Work to do — Every line of the records below should be restated exactly.

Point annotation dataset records
## begin

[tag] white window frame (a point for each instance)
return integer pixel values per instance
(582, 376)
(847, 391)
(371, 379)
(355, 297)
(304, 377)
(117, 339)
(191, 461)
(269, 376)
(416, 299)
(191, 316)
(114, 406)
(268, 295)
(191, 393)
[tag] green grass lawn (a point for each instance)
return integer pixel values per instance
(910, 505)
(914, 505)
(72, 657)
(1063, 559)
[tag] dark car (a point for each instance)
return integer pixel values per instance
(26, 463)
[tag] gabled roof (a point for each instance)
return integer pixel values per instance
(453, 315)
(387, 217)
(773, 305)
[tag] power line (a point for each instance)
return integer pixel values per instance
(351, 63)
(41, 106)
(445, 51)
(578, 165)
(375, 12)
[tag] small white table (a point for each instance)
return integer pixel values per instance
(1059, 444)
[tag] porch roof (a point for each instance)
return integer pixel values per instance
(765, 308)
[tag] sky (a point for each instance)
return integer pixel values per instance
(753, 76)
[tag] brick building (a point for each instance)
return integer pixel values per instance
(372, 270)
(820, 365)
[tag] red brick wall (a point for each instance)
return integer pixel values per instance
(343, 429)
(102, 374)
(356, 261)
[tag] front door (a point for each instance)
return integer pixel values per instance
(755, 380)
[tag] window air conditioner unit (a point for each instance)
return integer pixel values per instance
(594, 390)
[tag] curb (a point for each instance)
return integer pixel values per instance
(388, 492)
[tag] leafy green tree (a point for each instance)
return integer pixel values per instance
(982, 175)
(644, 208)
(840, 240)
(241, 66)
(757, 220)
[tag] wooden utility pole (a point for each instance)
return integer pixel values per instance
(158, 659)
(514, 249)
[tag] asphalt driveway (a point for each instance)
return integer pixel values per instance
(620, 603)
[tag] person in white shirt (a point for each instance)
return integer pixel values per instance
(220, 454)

## end

Reply to the task —
[tag] white window frame (a point for each instance)
return integer pixel values per instance
(582, 376)
(847, 391)
(371, 379)
(355, 297)
(304, 377)
(117, 339)
(191, 461)
(269, 376)
(416, 299)
(191, 316)
(114, 406)
(268, 295)
(191, 393)
[tag] green grass lawn (a point for each instance)
return integer pixel values per instance
(910, 505)
(914, 505)
(72, 657)
(1063, 559)
[tag] dark car (a point for each instance)
return integer pixel values per instance
(26, 463)
[tag] gabled roof (a point for each instance)
return integer pixel values per instance
(453, 315)
(387, 217)
(773, 305)
[tag] power line (a point for each instance)
return integer pixel values per instance
(351, 63)
(41, 106)
(445, 51)
(578, 165)
(375, 12)
[tag] small white table (a point for each instance)
return integer pixel values per instance
(1059, 444)
[tag] porch roof (a point for each instance)
return integer pixel values per instance
(765, 308)
[tag] sky (a point for each instance)
return integer pixel values per instance
(753, 76)
[tag] brick building (a point for each instance)
return integer pixel values per instance
(372, 270)
(820, 365)
[tag] red brick wall (a point for each instance)
return integer pixel values per instance
(343, 429)
(102, 374)
(356, 261)
[tag] front door (a point for each instance)
return integer pixel values per instance
(755, 380)
[tag] window air conditioner unit (a point for each instance)
return integer pixel values per instance
(594, 390)
[tag] curb (a point for each instance)
return integer pixel values per instance
(388, 492)
[tag] leafy green tree (a point for each instance)
return integer pixel values per instance
(982, 175)
(644, 208)
(840, 240)
(241, 66)
(757, 220)
[tag] wooden utility pole (a point for each instance)
return integer pixel values per instance
(158, 659)
(514, 249)
[tag] asphalt driveway (a point for each instance)
return integer pixel values per instance
(620, 603)
[tag] person in white shirt (a point for each instance)
return integer pixel values per instance
(220, 454)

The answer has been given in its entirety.